* _What to produce_: Lay out the lines below as a CSV with two columns, request and answer. Put the text in the first column and its answer in the second, one row each, with every field in double quotes and line breaks turned into spaces.

=-=-=

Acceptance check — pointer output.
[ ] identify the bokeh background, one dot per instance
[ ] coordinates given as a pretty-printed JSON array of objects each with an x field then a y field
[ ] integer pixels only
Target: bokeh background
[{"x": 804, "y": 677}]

=-=-=

* _Result below_:
request,answer
"Acceptance check — pointer output. [ ] identify the bokeh background, one dot per instance [ ] coordinates given as a pretty-printed JSON array of objects each with an x field then a y field [ ] integer pixels only Target: bokeh background","[{""x"": 804, ""y"": 677}]"